• [Exercise 1]
From the APC battery thread, reproduce the stretch from "A few years" through "batteries worked fine.".
• [Exercise 2]
Answer these questions using the APC battery thread:
(a) Which UPS model does IronMac need a replacement battery for?
(b) Where did FeXL get the batteries used in an APC Back-UPS?
(c) Which user posted on May 18, 2004?

• [Document text]

# Purchasing Replacement APC Batteries



## IronMac (Sep 22, 2003)

Hi everyone,

Does anyone know where I can get a replacement battery for an APC Back-UPS Pro 650 in Toronto for a reasonable price? I've ordered before from APC but, as usual, it's pretty expensive. Thanks!

P.S. Suggestions for recycling of the old one would be appreciated too.


----------



## FeXL (Jan 2, 2004)

A few years back, I replaced the batteries in an APC Back-UPS with units I picked up at a local car battery dealer. Don't recall the model # of the UPS (no longer have it), but the batteries worked fine.


----------



## saxamaphone (May 18, 2004)

IronMac said:


> Hi everyone,
> 
> Does anyone know where I can get a replacement battery for an APC Back-UPS Pro 650 in Toronto for a reasonable price? I've ordered before from APC but, as usual, it's pretty expensive. Thanks!
> 
> P.S. Suggestions for recycling of the old one would be appreciated too.

• [Data block]

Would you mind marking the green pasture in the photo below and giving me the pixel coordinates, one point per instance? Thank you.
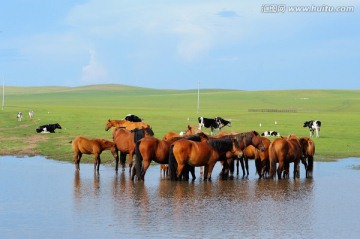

• [Correct response 1]
A few years back, I replaced the batteries in an APC Back-UPS with units I picked up at a local car battery dealer. Don't recall the model # of the UPS (no longer have it), but the batteries worked fine.

• [Correct response 2]
(a) An APC Back-UPS Pro 650.
(b) From a local car battery dealer.
(c) saxamaphone.